» Materials provided
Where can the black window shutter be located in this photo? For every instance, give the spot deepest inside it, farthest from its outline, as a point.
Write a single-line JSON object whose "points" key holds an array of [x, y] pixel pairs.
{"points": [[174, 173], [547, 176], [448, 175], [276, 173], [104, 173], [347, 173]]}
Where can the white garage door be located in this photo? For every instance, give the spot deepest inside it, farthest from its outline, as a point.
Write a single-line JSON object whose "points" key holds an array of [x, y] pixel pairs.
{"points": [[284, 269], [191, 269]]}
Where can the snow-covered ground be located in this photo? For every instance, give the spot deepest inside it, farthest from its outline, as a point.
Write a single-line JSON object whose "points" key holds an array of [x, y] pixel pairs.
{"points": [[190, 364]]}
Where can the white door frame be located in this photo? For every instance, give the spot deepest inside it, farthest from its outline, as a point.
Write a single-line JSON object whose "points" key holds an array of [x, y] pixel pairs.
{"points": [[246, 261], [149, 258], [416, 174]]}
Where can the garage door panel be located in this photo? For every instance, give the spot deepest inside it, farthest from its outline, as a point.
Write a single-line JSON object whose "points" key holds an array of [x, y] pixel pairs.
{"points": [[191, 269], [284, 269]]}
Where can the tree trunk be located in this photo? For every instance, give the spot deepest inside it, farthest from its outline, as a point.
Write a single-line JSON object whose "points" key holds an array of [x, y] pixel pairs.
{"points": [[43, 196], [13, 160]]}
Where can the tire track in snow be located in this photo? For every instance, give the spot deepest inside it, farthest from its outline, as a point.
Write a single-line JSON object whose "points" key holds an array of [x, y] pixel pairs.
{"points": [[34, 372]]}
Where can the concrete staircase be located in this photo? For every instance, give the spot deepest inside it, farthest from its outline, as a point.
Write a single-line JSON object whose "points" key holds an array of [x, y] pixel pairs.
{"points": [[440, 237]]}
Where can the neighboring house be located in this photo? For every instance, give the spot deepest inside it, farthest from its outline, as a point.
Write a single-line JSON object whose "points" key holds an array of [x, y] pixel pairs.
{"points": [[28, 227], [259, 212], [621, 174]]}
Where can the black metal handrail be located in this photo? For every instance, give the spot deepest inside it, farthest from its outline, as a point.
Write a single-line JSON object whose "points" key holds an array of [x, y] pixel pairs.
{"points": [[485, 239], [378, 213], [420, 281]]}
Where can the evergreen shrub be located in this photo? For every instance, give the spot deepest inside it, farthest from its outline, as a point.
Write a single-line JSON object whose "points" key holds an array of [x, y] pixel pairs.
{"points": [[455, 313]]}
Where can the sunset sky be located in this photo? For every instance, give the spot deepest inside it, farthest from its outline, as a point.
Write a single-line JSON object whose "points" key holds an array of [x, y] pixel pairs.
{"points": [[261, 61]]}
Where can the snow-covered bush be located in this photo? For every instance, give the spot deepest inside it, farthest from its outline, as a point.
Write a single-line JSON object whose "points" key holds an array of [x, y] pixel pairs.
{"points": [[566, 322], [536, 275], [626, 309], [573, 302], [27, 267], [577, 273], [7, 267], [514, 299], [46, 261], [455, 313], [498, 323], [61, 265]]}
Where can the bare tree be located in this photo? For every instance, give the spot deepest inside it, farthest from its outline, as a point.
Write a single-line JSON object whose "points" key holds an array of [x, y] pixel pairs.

» Aim
Using the data above, output each line exactly.

» Exercise response
Where can the black window shutter be located in this photo? For every instance, give the spot deepest inside it, farthest from its outline, as a point.
Write a single-line JSON object whose "points" key holds an array of [x, y] pixel pairs.
{"points": [[174, 173], [547, 176], [448, 175], [276, 173], [104, 173], [347, 173]]}
Where can the white garage door be located in this photo? For every instance, give the spot deepest inside it, farthest from its outline, as a point.
Write a single-line JSON object whose "points" key holds an array of [x, y] pixel pairs.
{"points": [[284, 269], [191, 269]]}
Where can the snow-covered ground be located in this photo? For every instance, give the spot deepest inside it, farthest from its outline, as a point.
Write a single-line JSON object whose "points" key holds an array of [x, y] pixel pairs.
{"points": [[190, 364]]}
Where can the white door frame be located in this photo? For every instance, give the spot deepest inside it, farthest from its outline, as a point.
Write a single-line JSON object whose "points" key holds an array of [x, y] pixel pairs.
{"points": [[246, 261], [149, 258], [416, 174]]}
Where can the garage door panel be located in this photo? For every instance, give the spot deepest inside it, farthest from its outline, as a point.
Write a single-line JSON object whose "points" key holds an array of [x, y] pixel pairs.
{"points": [[191, 269], [284, 269]]}
Where can the tree trunk be located in this photo? For every instance, give the spot deepest inside it, farthest from its outline, as a point.
Write a single-line JSON object whose "points" key holds an array of [x, y] pixel pairs.
{"points": [[43, 196], [13, 160]]}
Where can the tire track in snow be located in this photo? For every instance, give the spot deepest inside it, farthest from its outline, as a point.
Write a single-line JSON object whose "points" key holds an array of [x, y] pixel pairs.
{"points": [[34, 372]]}
Where can the concrete staircase be located in this photo? For every instance, give the spot deepest inside it, farthest from its outline, as a point.
Write a single-line JSON object whose "points" key holds an array of [x, y] pixel pairs.
{"points": [[440, 237]]}
Where can the neighboring house be located in this photo? For every instance, give the spot deepest inside it, farthest from its outline, as a point.
Write a single-line JSON object whose "points" key holds an array of [x, y] pixel pairs.
{"points": [[28, 227], [259, 212], [621, 174]]}
Where can the black metal handrail be located in this photo? For every instance, give the spot deepest inside it, farthest from its outline, as a point.
Write a single-line JSON object whose "points" key holds an array of [x, y] pixel pairs.
{"points": [[485, 239], [378, 213], [420, 281]]}
Where can the evergreen shrub be located in this photo? For every instance, give the spot deepest inside it, farthest from its outline, as a point.
Write a single-line JSON object whose "points" key holds an array of [x, y] pixel pairs.
{"points": [[455, 313]]}
Where can the sunset sky be located in this photo? For every instance, give the spot deepest inside it, farthest from its outline, as a point.
Write a single-line JSON object whose "points" key holds an array of [x, y] pixel pairs.
{"points": [[261, 61]]}
Where can the snow-covered bush be located in this photo? For every instance, give the spot deepest inside it, farthest from its outline, as a point.
Write a single-line JSON object whose "points" key holds an array of [x, y] pixel pairs.
{"points": [[566, 322], [536, 275], [626, 309], [573, 302], [27, 267], [577, 273], [7, 267], [514, 299], [46, 261], [455, 313], [498, 323], [61, 265]]}
Where can the bare tree be located in this photo? For every instance, give the spot deepest inside it, farthest from its outline, as a point.
Write a single-line JSON object whose "points" key holds an array of [x, y] pixel pairs.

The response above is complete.